==== SELECTED TEXT

An emulsion is defined as a single-phase mixture of two or more liquids that are normally immiscible (unmixable or unblendable) owing to liquid-liquid phase separation. For example, an emulsion may contain droplets of a first liquid dispersed within a second liquid. In some instances, surfactants and/or emulsifiers may enhance the stability of an emulsion so that the emulsion is stable for long durations of time. A “reversible emulsion” or “stable emulsion” composition has the property of returning to or staying in a substantially non-separating, and possibly clear, single phase at room temperature with little (i.e., less than 10 seconds) to no physical agitation, such as stirring or shaking. Conversely, an unstable emulsion may not remain (demulsify) or fails to remain as a clear, and/or single phase at room temperature (23° C.) without significant agitation (i.e., more than 10 seconds) if exposed to elevated (e.g., above 30° C.) or reduced (e.g., below 4° C.) temperatures. The compositions disclosed herein may be preferably a single-phase emulsion. In some aspects, the compositions may be stable, single-phase emulsions.

========
==== DATASET ENTRIES

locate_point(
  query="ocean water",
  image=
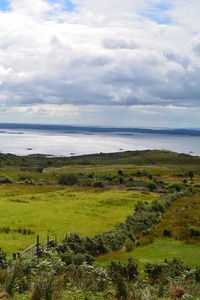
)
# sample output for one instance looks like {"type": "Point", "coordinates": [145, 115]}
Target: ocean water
{"type": "Point", "coordinates": [69, 141]}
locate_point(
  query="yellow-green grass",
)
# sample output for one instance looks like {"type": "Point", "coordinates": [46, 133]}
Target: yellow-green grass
{"type": "Point", "coordinates": [156, 252]}
{"type": "Point", "coordinates": [61, 210]}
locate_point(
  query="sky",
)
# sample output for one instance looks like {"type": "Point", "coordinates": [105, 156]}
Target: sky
{"type": "Point", "coordinates": [130, 63]}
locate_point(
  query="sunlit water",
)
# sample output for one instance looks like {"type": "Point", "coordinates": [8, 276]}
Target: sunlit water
{"type": "Point", "coordinates": [25, 142]}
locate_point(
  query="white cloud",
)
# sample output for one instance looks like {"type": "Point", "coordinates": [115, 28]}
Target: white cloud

========

=== REQUEST ===
Copy the entire passage on emulsions above, word for word.

=== RIGHT ANSWER ===
An emulsion is defined as a single-phase mixture of two or more liquids that are normally immiscible (unmixable or unblendable) owing to liquid-liquid phase separation. For example, an emulsion may contain droplets of a first liquid dispersed within a second liquid. In some instances, surfactants and/or emulsifiers may enhance the stability of an emulsion so that the emulsion is stable for long durations of time. A “reversible emulsion” or “stable emulsion” composition has the property of returning to or staying in a substantially non-separating, and possibly clear, single phase at room temperature with little (i.e., less than 10 seconds) to no physical agitation, such as stirring or shaking. Conversely, an unstable emulsion may not remain (demulsify) or fails to remain as a clear, and/or single phase at room temperature (23° C.) without significant agitation (i.e., more than 10 seconds) if exposed to elevated (e.g., above 30° C.) or reduced (e.g., below 4° C.) temperatures. The compositions disclosed herein may be preferably a single-phase emulsion. In some aspects, the compositions may be stable, single-phase emulsions.